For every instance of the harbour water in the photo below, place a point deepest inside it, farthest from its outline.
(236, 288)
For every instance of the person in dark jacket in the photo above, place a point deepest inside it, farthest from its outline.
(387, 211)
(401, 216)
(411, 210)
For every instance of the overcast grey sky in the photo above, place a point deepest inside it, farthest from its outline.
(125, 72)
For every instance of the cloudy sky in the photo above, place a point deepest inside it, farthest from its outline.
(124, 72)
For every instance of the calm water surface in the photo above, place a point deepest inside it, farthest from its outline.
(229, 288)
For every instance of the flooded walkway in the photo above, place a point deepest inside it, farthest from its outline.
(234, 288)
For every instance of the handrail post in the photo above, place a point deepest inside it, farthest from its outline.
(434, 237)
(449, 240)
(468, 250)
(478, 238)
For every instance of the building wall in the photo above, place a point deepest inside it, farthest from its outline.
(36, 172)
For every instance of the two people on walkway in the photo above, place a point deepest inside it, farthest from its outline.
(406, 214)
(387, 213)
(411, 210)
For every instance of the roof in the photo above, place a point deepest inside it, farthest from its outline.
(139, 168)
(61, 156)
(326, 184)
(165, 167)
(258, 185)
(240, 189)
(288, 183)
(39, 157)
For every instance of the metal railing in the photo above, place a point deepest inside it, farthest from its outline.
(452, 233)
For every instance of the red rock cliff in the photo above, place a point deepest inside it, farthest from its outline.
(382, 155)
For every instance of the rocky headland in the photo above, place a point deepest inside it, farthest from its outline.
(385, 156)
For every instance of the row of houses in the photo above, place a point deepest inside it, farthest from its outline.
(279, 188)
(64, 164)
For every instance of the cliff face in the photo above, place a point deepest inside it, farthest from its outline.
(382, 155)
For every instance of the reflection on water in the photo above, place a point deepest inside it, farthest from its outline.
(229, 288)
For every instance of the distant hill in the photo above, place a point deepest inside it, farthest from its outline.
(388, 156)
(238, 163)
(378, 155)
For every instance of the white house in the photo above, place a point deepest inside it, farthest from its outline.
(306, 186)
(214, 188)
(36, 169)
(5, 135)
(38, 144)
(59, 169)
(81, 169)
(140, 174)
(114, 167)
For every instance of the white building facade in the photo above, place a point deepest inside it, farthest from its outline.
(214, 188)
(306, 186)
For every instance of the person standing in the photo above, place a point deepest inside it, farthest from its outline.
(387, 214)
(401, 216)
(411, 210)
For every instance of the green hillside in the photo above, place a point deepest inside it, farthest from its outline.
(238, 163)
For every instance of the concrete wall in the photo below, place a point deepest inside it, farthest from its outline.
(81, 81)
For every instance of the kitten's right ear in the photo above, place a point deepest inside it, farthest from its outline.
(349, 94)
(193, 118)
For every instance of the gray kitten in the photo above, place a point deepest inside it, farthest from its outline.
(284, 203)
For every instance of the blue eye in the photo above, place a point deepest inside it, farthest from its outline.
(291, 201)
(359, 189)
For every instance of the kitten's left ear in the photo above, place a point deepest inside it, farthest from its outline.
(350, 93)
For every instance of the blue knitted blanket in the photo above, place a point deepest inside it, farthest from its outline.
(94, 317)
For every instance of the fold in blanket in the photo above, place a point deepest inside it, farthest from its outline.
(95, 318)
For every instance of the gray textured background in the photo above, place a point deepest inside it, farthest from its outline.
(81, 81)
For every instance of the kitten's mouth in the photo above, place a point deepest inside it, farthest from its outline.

=== Task ===
Write out each entry exactly, and omit nothing.

=== Result below ===
For every instance of the harbour water in the photo below, place a point deepest inside it, farthest from its outline.
(236, 288)
For every instance of the person in dark jacket in the photo above, place a point deepest inside it, farthest from its outline.
(387, 211)
(401, 216)
(411, 210)
For every instance of the overcast grey sky in the photo above, place a point deepest inside it, farthest from its outline.
(125, 72)
For every instance of the cloudy sky in the photo above, place a point deepest inside it, farthest from its outline.
(124, 72)
For every instance of the calm water surface in the photo above, place a point deepest inside it, farthest from its outline.
(229, 288)
For every instance of the flooded walkway in the photo above, place a point deepest inside it, farthest from its outline.
(234, 288)
For every instance of the handrail post in the photo above, place a point deepest inside it, farthest from its outline.
(434, 237)
(449, 240)
(468, 250)
(478, 238)
For every instance of the building wall in the photo above, place a point deepest inside it, farthest from its outline.
(36, 172)
For every instance of the two people on walkway in the photo above, place a point deepest inside it, farthest from its outline.
(406, 214)
(387, 213)
(411, 210)
For every instance of the roof in the photo above, place a point deepest inside it, farthest from its outline.
(139, 168)
(61, 156)
(326, 184)
(165, 167)
(258, 185)
(240, 189)
(288, 183)
(39, 157)
For every instance of the metal railing in the photo above, place a point deepest inside it, farthest from its outline.
(452, 233)
For every instance of the red rock cliff in the photo above, place a point deepest inside it, farthest from its outline.
(382, 155)
For every instance of the rocky headland in the photo above, place a point deepest inside it, farthest from its outline.
(385, 156)
For every instance of the row of houses in the photo above, place a point deepest inside it, farthest from its outline.
(279, 188)
(64, 164)
For every instance of the cliff face in the photo above, place a point deepest inside it, farthest from its outline.
(382, 155)
For every instance of the reflection on water in the photo above, place a point deepest inside it, farthest from its outline.
(229, 288)
For every instance of the distant hill in the photo above, place a point deepest inside it, farthest from its outline.
(388, 156)
(238, 163)
(378, 155)
For every instance of the white house in the photo above, place a point deepest inside it, farthest from its outline.
(306, 186)
(214, 188)
(36, 169)
(5, 135)
(38, 144)
(59, 169)
(81, 169)
(140, 174)
(114, 167)
For every instance of the white building facade in the photo above, place a point deepest inside it, farthest from its outline.
(214, 188)
(306, 186)
For every instance of the person standing in the photo above, place a point deepest inside it, farthest from its outline.
(387, 214)
(401, 216)
(411, 210)
For every instance of the green hillside in the photo above, place a point deepest inside it, farthest from its outline.
(238, 163)
For every instance of the concrete wall in the photo below, place a point deepest inside it, farthest from its outline.
(81, 81)
For every instance of the kitten's right ear in the photo above, place a point deepest inside it, farthest from its outline.
(349, 94)
(193, 118)
For every instance of the gray kitten in the photo above, place a point deepest inside it, farthest from its outline.
(284, 203)
For every instance of the blue eye in the photo above, place a point deepest inside it, farthest from its outline.
(291, 201)
(359, 189)
For every instance of the kitten's left ear in the photo above, place a point deepest inside it, farthest from its outline.
(350, 93)
For every instance of the blue knitted blanket in the photo above, place a point deepest inside it, farthest from its outline.
(94, 317)
For every instance of the fold in blanket in the photo above, place a point deepest inside it, farthest from its outline.
(95, 318)
For every instance of the gray textured background in the photo above, place a point deepest inside it, farthest from its outline.
(81, 81)
For every instance of the kitten's mouth in the photo above, place a point deepest inside it, farthest from its outline.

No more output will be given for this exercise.